Required tasks:
- A) In the explanation of the roots of f(x) = x^2 - 4x + 3, swap "roots" for "zeros" and give the passage between "Consider the given" and "of 2 roots.", inclusive.
- B) According to the algebra explanation, what are the zeros of f(x) = x^2 - 4x + 3?
- C) Take the explanation of the roots of f(x) = x^2 - 4x + 3 further from where it stops.

Page excerpt:
------------

Question

According to the Fundamental Theorem of Algebra, the graph of f(x) = x2 - 4x + 3, has roots. From the graph we can see that it has zeros.

Answer 1

Answer:

The graph $f(x)=x^2-4x+3$  has two zeros namely 3 and 1.

Step-by-step explanation:

Consider the given equation of graph $f(x)=x^2-4x+3$

According to the Fundamental Theorem of Algebra

For a given polynomial of degree n can have a maximum of n roots.

Thus, for the given equation $f(x)=x^2-4x+3$  the degree of polynomial is 2 , thus the function can have maximum of 2 roots.

We know at roots the value of function is 0 that is f(x) = 0,

Substitute f(x) = 0 , we get, $f(x)=x^2-4x+3=0$

This is a quadratic equation, $x^2-4x+3=0$

We first solve it manually and then check by plotting graph.

------------

Extracted data:
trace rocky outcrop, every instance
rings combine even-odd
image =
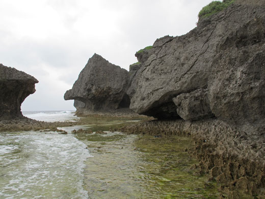
[[[130,108],[161,119],[215,117],[265,132],[265,3],[238,0],[179,37],[157,39],[127,90]]]
[[[214,116],[206,89],[180,94],[173,98],[173,101],[177,106],[177,114],[185,120],[196,120]]]
[[[0,119],[22,117],[21,105],[35,92],[38,82],[24,72],[0,64]]]
[[[85,114],[128,108],[128,82],[127,70],[95,54],[64,98],[75,100],[77,112]]]

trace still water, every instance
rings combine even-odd
[[[0,198],[218,198],[191,168],[190,138],[70,133],[81,128],[96,131],[0,133]]]

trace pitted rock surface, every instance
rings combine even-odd
[[[130,108],[158,118],[198,119],[177,111],[173,99],[205,89],[205,106],[195,106],[197,113],[207,106],[206,115],[264,134],[264,32],[265,2],[237,0],[186,35],[156,40],[136,54],[141,67],[127,90]]]
[[[24,72],[0,64],[0,119],[22,117],[21,104],[35,92],[38,82]]]
[[[64,98],[83,103],[75,102],[75,106],[77,112],[83,113],[128,107],[129,98],[126,94],[128,80],[127,70],[95,54]]]

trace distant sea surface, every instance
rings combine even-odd
[[[74,115],[75,111],[25,111],[24,116],[39,121],[75,121],[78,117]]]

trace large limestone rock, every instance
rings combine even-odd
[[[214,116],[209,104],[206,89],[200,89],[182,93],[173,98],[177,113],[185,120],[196,120]]]
[[[0,119],[21,117],[21,105],[35,92],[38,82],[24,72],[0,64]]]
[[[158,118],[215,116],[263,133],[264,4],[238,0],[201,19],[187,34],[157,39],[151,49],[137,53],[141,64],[127,90],[130,108]],[[199,106],[195,91],[202,89],[207,92]],[[180,97],[188,101],[180,104]],[[191,114],[193,108],[196,114]]]
[[[127,70],[95,54],[79,74],[65,100],[75,100],[78,113],[89,114],[128,108],[126,94],[129,81]]]

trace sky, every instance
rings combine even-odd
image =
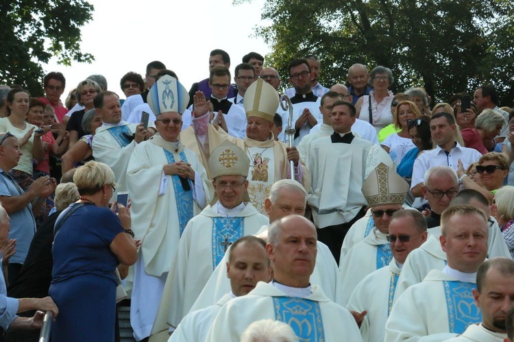
[[[147,64],[162,62],[175,71],[184,86],[209,75],[209,53],[221,49],[230,56],[230,72],[244,55],[270,52],[255,27],[265,0],[232,5],[232,0],[88,0],[95,6],[93,20],[82,29],[82,52],[92,53],[91,64],[57,64],[53,58],[43,64],[45,72],[60,71],[66,85],[61,97],[93,74],[106,77],[109,90],[123,98],[121,77],[134,71],[145,77]]]

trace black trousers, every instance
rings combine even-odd
[[[341,258],[341,247],[343,245],[343,241],[345,239],[346,233],[348,232],[350,228],[359,219],[363,217],[365,215],[366,215],[366,207],[363,206],[350,222],[329,225],[321,229],[316,228],[318,233],[318,241],[328,246],[338,265]]]

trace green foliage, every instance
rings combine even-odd
[[[267,0],[262,17],[272,24],[257,34],[273,47],[266,64],[283,79],[289,60],[312,53],[325,85],[344,83],[354,63],[384,65],[395,93],[424,86],[448,100],[491,83],[511,105],[513,11],[508,0]]]
[[[40,63],[53,56],[64,65],[94,60],[80,51],[80,27],[93,12],[83,0],[0,1],[0,84],[19,84],[41,95]]]

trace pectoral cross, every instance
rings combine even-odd
[[[227,149],[224,152],[221,153],[221,156],[219,157],[219,160],[225,167],[230,167],[236,164],[235,162],[237,161],[237,156],[236,156],[235,153]]]
[[[227,252],[227,249],[228,249],[228,246],[230,246],[232,244],[232,243],[228,242],[228,239],[227,238],[225,238],[225,240],[219,243],[219,245],[223,246],[223,253]]]

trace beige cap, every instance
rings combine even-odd
[[[247,117],[258,117],[273,121],[279,105],[278,93],[262,79],[258,79],[245,93],[245,111]]]
[[[368,206],[403,204],[408,183],[384,163],[380,163],[363,184],[363,194]]]
[[[250,159],[238,146],[225,141],[210,154],[209,169],[210,175],[216,178],[220,175],[248,176]]]

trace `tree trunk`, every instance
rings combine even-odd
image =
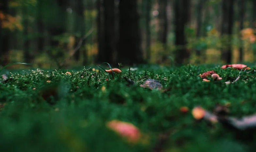
[[[252,2],[252,28],[256,29],[256,1],[255,0],[252,0],[251,1]]]
[[[185,28],[188,21],[188,0],[175,1],[175,45],[176,47],[175,61],[179,65],[188,62],[190,52],[186,49],[187,42],[185,35]]]
[[[44,0],[38,0],[37,1],[37,31],[38,32],[38,37],[37,39],[37,49],[39,52],[42,52],[44,49],[44,23],[43,21],[43,16],[42,14],[44,10]]]
[[[160,28],[158,39],[158,41],[163,45],[165,50],[166,48],[168,33],[167,6],[167,0],[159,0],[158,19]]]
[[[103,7],[102,0],[98,0],[97,1],[97,9],[98,16],[97,17],[97,38],[98,43],[98,55],[97,57],[97,62],[100,63],[105,62],[105,43],[104,41],[104,25],[103,17]]]
[[[119,3],[119,61],[123,65],[144,63],[140,48],[137,0],[121,0]]]
[[[244,2],[244,0],[239,0],[238,1],[238,7],[239,8],[239,17],[240,22],[239,29],[240,31],[244,29],[244,20],[245,10]],[[239,48],[239,61],[240,62],[243,62],[243,59],[244,57],[243,52],[243,40],[241,39],[242,35],[240,35],[240,40]]]
[[[4,15],[8,13],[8,0],[2,0],[2,5],[0,6],[0,11]],[[0,26],[2,22],[2,21],[0,19]],[[10,32],[9,29],[0,28],[0,50],[1,52],[0,64],[2,66],[8,64],[9,62],[9,43]]]
[[[104,54],[104,61],[113,64],[113,53],[116,51],[116,46],[115,36],[115,0],[104,0],[103,5],[104,8],[104,30],[105,44]]]
[[[152,5],[152,0],[145,0],[146,1],[146,49],[147,54],[147,60],[150,60],[150,50],[151,45],[151,32],[150,30],[150,21],[151,20],[151,11]]]
[[[23,35],[24,35],[24,58],[25,62],[27,63],[30,63],[31,61],[31,59],[32,57],[30,53],[30,41],[28,39],[28,35],[29,34],[29,21],[28,19],[28,14],[27,13],[27,6],[25,6],[23,7],[22,10],[23,18],[23,26],[24,28],[24,32]]]
[[[76,47],[78,44],[78,43],[80,41],[81,39],[83,37],[85,34],[85,15],[84,14],[84,4],[83,3],[83,1],[79,0],[76,1],[74,2],[75,6],[74,9],[73,10],[75,13],[75,21],[74,21],[74,31],[77,35],[76,36],[75,42],[74,46]],[[81,47],[77,50],[74,54],[75,59],[76,61],[79,60],[80,55],[81,54],[81,52],[83,53],[85,52],[86,50],[84,49],[83,46],[85,44],[85,41],[84,41],[82,44]],[[86,54],[82,53],[83,55],[83,58],[85,59],[87,58],[86,56]],[[83,60],[84,61],[83,63],[86,64],[85,61],[87,60]]]
[[[231,62],[233,3],[234,0],[222,0],[222,1],[221,59],[227,64],[230,64]]]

------------

Written answers:
- A)
Consider the given equation of graph $f(x)=x^2-4x+3$

According to the Fundamental Theorem of Algebra

For a given polynomial of degree n can have a maximum of n zeros.

Thus, for the given equation $f(x)=x^2-4x+3$  the degree of polynomial is 2 , thus the function can have maximum of 2 zeros.

- B) It has two zeros, 3 and 1.

- C)
Quadratic equation can be solved using middle term splitting method,

here, -4x can be written as -x-3x,

$x^2-4x+3=0 \Rightarrow x^2-x-3x+3=0$

$\Rightarrow x(x-1)-3(x-1)=0$

$\Rightarrow (x-3)(x-1)=0$

Using zero product property, $a\cdot b=0 \Rightarrow a=0\ or \ b=0$

$\Rightarrow (x-3)=0$ or $\Rightarrow (x-1)=0$

$\Rightarrow x=3$ or $\Rightarrow x=1$

Thus, the two zero of f(x) are 3 and 1.

We can also see on graph attached below that the graph $f(x)=x^2-4x+3$  has two zeros  namely 3 and 1.